------ Entries supplied

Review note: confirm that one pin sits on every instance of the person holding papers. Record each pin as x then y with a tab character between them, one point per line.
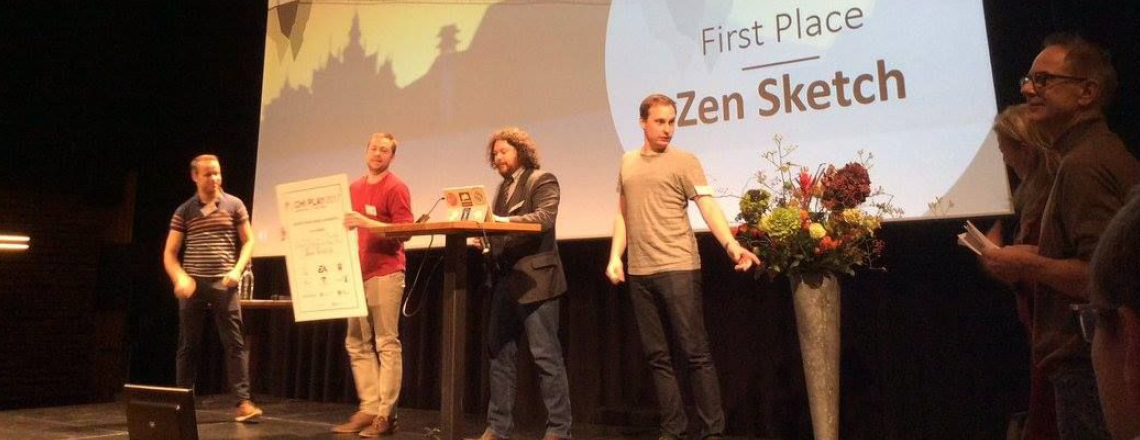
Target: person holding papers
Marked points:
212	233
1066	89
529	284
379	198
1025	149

------------

What to produce >> Without the pictures, reproduce every line of the records above exactly.

Solution to this task >>
Review note: confirm that one pin sits on every instance of the person holding papers. Record each pin as x then y with a tab character between them, one point per line.
Target: person holding papers
Marked points:
212	233
1066	89
529	284
379	198
1025	149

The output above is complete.